(Stored dataset items)

* * * *

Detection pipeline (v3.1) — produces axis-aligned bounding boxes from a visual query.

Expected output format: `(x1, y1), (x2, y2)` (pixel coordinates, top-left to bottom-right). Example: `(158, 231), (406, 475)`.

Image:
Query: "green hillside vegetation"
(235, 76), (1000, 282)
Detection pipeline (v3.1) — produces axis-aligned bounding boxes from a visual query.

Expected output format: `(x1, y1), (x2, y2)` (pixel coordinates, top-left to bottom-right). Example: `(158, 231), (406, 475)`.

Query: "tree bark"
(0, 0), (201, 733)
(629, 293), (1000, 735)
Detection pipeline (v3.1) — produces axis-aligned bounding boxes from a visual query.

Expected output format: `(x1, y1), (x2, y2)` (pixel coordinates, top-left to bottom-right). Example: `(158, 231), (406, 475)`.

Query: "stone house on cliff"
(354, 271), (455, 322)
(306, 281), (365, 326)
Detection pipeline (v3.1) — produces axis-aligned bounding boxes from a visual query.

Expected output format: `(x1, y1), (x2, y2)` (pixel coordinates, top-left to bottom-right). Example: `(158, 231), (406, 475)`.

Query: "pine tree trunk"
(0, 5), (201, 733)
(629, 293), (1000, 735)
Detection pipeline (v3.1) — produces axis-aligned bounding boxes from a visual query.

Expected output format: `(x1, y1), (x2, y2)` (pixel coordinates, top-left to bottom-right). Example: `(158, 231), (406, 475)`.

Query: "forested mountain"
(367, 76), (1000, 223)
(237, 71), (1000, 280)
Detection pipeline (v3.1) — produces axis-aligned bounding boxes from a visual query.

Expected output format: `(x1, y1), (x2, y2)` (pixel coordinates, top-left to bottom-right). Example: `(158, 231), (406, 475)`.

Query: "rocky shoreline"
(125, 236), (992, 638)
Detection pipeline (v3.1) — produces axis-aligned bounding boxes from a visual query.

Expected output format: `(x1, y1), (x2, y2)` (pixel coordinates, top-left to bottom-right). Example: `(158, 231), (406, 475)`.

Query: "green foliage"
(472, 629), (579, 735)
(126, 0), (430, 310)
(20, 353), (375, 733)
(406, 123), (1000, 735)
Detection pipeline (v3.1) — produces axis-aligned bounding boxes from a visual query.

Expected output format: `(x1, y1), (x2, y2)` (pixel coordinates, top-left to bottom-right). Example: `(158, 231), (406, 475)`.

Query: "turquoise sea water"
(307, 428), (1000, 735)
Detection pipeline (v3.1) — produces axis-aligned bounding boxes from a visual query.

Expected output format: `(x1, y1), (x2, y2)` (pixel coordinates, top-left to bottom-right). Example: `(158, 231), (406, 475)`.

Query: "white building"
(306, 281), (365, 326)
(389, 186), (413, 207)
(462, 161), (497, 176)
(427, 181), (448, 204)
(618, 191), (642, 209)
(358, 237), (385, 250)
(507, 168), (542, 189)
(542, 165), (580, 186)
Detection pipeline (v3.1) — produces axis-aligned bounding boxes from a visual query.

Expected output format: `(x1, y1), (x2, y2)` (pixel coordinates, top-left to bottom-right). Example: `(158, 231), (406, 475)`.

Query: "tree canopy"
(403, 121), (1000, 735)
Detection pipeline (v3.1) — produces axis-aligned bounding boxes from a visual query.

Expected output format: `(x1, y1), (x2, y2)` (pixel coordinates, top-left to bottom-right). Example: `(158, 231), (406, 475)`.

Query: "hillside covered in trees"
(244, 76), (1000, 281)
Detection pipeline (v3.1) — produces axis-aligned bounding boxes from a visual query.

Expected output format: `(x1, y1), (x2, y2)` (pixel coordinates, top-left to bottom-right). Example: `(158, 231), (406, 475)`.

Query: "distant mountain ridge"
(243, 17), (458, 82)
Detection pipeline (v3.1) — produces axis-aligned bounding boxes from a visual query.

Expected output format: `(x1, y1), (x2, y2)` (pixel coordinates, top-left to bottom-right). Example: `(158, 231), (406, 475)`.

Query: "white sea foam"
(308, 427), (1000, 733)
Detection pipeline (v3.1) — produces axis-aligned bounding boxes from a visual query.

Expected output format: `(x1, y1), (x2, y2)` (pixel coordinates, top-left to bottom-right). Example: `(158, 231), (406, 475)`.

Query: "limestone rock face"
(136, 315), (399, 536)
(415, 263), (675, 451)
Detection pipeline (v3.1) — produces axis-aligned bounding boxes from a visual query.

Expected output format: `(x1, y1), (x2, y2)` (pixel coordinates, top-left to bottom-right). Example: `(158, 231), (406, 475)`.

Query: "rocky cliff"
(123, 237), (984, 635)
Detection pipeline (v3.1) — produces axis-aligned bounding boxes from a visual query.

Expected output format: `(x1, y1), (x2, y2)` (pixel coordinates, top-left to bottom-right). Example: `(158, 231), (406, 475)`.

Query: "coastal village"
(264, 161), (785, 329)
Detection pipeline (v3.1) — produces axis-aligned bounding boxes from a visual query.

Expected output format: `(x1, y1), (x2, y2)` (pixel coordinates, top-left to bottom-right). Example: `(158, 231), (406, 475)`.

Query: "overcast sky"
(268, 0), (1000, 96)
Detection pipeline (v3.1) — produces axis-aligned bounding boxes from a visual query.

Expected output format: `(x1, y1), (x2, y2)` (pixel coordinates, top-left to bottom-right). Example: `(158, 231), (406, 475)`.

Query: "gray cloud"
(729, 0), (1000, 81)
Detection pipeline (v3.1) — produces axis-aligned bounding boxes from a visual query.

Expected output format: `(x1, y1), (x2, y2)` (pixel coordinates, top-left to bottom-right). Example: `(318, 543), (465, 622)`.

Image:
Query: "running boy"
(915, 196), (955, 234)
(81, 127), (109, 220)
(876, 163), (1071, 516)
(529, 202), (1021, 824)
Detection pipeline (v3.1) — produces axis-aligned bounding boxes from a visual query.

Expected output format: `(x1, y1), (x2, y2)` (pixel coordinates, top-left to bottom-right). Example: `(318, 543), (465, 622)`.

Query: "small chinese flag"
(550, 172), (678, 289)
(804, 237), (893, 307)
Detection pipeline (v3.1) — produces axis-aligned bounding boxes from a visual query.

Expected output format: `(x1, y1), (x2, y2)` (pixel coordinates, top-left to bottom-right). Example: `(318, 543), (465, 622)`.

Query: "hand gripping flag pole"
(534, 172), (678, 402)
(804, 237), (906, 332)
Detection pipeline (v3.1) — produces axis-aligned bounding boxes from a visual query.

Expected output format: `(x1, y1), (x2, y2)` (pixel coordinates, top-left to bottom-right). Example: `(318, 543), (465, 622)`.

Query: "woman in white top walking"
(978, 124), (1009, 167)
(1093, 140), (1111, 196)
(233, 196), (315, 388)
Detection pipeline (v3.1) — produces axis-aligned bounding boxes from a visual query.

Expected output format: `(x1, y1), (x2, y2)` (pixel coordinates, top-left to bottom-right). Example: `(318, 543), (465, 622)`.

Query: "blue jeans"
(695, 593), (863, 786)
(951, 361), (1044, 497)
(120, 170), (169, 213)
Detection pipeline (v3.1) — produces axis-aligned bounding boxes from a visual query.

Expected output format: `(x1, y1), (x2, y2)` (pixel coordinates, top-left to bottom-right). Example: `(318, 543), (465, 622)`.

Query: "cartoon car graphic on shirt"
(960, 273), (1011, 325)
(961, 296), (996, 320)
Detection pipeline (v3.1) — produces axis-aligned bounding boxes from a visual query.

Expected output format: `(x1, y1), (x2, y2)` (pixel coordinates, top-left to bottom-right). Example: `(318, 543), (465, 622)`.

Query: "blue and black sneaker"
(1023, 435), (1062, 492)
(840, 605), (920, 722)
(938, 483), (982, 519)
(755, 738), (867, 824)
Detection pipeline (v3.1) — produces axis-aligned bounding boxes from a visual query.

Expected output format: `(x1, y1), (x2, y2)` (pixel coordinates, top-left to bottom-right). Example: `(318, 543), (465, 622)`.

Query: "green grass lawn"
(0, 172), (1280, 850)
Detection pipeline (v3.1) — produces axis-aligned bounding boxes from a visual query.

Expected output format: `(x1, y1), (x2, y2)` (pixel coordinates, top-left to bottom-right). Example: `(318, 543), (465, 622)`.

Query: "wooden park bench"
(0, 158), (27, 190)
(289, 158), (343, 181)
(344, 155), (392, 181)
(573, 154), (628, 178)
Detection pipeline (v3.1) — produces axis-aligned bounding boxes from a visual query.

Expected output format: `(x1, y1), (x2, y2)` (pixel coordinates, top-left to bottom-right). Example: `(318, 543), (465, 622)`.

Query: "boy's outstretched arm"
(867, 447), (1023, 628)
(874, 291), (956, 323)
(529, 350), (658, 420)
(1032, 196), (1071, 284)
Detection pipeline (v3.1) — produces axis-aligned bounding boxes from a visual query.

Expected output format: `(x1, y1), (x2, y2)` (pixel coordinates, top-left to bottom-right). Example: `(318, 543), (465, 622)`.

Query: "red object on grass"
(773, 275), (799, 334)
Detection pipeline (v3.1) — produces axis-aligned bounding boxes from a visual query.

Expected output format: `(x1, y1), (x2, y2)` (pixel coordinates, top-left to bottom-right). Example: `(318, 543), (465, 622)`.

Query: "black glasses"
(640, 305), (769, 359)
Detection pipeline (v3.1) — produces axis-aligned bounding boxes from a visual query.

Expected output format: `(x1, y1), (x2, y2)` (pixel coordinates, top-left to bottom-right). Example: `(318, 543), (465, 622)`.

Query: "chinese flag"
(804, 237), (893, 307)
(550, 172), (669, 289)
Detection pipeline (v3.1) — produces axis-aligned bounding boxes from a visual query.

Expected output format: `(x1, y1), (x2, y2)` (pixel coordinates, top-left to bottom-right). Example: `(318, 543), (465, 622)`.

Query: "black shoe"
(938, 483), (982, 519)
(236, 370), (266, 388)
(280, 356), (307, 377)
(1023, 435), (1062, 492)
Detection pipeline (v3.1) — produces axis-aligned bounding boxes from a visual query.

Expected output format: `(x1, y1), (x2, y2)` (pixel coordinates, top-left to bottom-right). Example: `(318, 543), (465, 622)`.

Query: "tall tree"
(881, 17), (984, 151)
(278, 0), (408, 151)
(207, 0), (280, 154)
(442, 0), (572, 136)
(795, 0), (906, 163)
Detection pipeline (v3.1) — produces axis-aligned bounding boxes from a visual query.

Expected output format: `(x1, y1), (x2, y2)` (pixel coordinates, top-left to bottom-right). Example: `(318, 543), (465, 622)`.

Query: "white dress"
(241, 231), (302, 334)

* * * *

» **Exercise objective**: Locate every line in the listing above that contains the string "grass", treating uppercase and lowercase as distinct, and copy each of those lines.

» **Exercise response**:
Query: "green grass lawn"
Query: "red object on grass"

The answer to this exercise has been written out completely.